EXERCISE:
Answer these from the charcoal thread:
1. In what kind of smoker does Harry Soo use Kingsford charcoal for competition?
2. Which grill did bhambrewer buy?
3. According to noboundaries, what goes into the crusher during briquette making?

GIVEN PASSAGE:
>> start

I agree with your approach.  You can add unlit lump to your cooker on the fly to keep the burn going.  

I wouldn't use unlit Kingsford for my cooks.  That said, Champion Pit Master Harry Soo uses Kingsford charcoal in a WSM smoker for competition so take my words for what they are.  This is what works for me.  You may have an entirely different experience.

You will do fine.  Lump charcoal works great and I never had a problem using it.

JC


----------



## phatbac (Aug 14, 2020)

what kind of smoker are you using? i have found briquettes to work better in some smokers and lump is better in other cases. I try to use RO lump or briqs whenever possible. 
But the Steven Raichlen info is spot on.

Happy Smoking,
phatbac (Aaron)


----------



## bhambrewer (Aug 14, 2020)

thanks, JC.

I asked about the UK connection because you said "petrol" instead of "gasoline"


----------



## bhambrewer (Aug 14, 2020)

phatbac said:


> what kind of smoker are you using? i have found briquettes to work better in some smokers and lump is better in other cases. But the Steven Raichlen info is spot on.
> 
> Happy Smoking,
> phatbac (Aaron)



I bought myself a Char-Griller Texas Trio. It's a propane and charcoal grill, and has an offset smoker. My wife and kiddo have been enjoying me using all of those, but tomorrow is the real test with the ribs. As I just explained to kiddo, I want nice, tasty ribs, not burned yuck, after 6 or so hours, hence the questions I asked here


----------



## chopsaw (Aug 14, 2020)

bhambrewer said:


> biggest difference between briquettes and lump charcoal is that you don't have to wait for the lump to ash over, you can start as soon as they are alight, and top up as needed on the go.


Some of the thought is any impurities have already been burned out of the lump .


----------



## noboundaries (Aug 14, 2020)

Lump is carbonized wood. The only time you'll get any flavor from it is when it isn't completely carbonized. It isn't a bad thing unless it includes treated scraps from furniture making, soft woods, etc.

Unsellable pieces of lump end up in the crusher as part of the briquette making process, along with other carbonized products like sawdust. 

The quality of briquettes varies widely due to additives. "All Natural" implies healthy in the advertising and marketing world, but may include "natural" petroleum-related ingredients. After all, raw oils and tars ooze out of the ground naturally. Sand is also a natural ingredient. It takes some digging, but you can usually find what goes into a briquette by Kingsford, Royal Oak, Weber, B&B, etc. It's worth your time.

>> end

RECORD LIST:
>> start

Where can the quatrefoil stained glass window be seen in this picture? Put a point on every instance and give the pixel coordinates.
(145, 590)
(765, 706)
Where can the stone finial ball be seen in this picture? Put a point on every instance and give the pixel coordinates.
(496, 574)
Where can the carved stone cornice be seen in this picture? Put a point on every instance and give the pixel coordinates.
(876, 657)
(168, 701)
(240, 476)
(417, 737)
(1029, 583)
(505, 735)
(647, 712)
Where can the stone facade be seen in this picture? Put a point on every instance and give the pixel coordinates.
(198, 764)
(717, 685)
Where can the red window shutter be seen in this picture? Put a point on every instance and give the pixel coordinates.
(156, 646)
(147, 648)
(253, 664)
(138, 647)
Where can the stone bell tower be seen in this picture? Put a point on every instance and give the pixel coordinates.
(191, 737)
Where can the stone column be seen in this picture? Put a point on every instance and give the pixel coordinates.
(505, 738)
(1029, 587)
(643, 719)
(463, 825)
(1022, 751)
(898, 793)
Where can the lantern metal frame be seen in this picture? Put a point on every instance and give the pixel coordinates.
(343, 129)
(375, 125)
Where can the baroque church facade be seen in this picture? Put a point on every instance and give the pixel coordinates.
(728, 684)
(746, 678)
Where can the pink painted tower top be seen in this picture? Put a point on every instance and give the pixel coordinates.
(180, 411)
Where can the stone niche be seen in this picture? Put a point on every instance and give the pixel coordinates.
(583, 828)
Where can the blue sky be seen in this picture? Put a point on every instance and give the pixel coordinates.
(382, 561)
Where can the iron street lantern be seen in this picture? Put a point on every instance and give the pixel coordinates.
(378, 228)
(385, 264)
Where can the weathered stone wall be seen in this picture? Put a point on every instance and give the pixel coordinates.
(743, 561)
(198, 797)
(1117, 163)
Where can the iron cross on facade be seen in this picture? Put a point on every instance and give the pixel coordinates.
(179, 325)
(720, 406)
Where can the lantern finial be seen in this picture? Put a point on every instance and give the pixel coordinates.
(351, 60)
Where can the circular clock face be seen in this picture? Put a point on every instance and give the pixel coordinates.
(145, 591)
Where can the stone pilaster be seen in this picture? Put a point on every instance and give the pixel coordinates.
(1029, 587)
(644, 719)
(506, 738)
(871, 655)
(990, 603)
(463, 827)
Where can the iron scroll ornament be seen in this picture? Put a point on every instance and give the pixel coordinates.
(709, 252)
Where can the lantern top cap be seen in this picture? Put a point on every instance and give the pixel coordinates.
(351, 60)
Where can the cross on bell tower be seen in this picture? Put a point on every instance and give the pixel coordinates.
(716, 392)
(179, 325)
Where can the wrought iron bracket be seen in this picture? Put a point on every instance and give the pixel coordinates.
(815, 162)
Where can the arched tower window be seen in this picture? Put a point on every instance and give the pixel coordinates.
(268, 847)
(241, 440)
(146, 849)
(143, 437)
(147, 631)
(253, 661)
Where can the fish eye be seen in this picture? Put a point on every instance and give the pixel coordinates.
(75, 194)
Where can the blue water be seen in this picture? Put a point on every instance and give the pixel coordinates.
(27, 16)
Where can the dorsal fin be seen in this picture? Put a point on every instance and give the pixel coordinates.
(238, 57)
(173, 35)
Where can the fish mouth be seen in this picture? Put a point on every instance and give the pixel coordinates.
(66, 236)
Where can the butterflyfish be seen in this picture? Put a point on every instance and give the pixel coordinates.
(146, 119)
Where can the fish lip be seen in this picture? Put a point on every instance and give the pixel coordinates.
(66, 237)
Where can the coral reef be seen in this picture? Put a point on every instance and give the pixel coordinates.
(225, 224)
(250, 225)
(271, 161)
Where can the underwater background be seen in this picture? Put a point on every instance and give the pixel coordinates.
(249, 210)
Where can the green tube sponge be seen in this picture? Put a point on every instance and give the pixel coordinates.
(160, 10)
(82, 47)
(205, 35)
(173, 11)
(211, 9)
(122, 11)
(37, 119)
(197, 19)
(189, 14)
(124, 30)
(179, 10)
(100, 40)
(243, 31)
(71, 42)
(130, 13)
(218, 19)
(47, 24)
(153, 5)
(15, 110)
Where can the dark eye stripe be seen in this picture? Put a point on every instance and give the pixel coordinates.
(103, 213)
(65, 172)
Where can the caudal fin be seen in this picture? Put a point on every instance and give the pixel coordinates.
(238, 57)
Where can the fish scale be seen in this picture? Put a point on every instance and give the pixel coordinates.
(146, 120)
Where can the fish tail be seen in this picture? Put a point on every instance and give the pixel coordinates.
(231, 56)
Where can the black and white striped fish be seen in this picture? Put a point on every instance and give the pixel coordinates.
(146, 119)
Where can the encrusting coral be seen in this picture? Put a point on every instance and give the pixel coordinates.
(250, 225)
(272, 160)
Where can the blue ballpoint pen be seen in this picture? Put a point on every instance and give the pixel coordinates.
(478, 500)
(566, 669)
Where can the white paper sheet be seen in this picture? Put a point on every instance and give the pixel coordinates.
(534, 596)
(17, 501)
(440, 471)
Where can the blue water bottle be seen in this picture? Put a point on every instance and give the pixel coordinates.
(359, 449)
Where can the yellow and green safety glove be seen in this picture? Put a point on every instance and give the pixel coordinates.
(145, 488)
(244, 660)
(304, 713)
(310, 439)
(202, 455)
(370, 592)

>> end

FULL RESPONSE:
1. A WSM smoker.
2. A Char-Griller Texas Trio.
3. Unsellable pieces of lump, along with other carbonized products like sawdust.